Please return each line of the material below that contains the string "tuft". Case counts.

DATASET EXTRACT:
==========

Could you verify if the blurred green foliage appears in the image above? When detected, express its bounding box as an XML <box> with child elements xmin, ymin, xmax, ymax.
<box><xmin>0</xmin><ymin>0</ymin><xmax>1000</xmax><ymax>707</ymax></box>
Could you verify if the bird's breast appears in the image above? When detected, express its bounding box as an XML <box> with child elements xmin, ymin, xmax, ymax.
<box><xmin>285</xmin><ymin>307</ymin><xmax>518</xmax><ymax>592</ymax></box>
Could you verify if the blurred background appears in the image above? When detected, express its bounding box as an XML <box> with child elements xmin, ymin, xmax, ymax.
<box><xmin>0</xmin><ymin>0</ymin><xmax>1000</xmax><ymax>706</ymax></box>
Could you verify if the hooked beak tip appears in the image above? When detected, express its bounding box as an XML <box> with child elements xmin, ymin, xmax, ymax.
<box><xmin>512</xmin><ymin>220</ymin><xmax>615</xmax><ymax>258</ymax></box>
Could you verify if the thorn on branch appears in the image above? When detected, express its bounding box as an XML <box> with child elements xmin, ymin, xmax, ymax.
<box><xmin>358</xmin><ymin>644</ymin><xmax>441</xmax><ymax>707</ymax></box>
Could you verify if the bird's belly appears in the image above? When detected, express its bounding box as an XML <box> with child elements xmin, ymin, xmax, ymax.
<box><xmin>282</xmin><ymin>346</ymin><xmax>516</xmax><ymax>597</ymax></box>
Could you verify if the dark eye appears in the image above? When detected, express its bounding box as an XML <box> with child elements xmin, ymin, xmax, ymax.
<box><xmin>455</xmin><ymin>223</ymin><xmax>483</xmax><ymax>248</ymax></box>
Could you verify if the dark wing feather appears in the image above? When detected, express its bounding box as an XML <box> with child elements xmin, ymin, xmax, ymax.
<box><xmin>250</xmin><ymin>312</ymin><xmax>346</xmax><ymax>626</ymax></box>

==========

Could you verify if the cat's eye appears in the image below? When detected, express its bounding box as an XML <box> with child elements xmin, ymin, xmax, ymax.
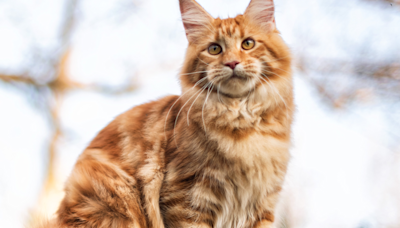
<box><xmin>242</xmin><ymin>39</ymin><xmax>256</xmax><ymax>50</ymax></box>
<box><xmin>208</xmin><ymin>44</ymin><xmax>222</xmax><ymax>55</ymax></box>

==========

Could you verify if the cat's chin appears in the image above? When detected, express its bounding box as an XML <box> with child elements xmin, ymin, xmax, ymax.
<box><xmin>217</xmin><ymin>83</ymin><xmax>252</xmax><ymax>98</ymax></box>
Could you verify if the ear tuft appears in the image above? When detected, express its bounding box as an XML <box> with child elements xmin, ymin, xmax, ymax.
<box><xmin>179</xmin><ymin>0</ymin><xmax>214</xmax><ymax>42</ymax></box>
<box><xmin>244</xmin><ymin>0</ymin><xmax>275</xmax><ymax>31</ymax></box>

==========

TASK RESULT:
Could you verify if the ear tuft appears in the image above? When detected, express its bounding box as an XML <box> with child elements xmin, ymin, xmax, ymax.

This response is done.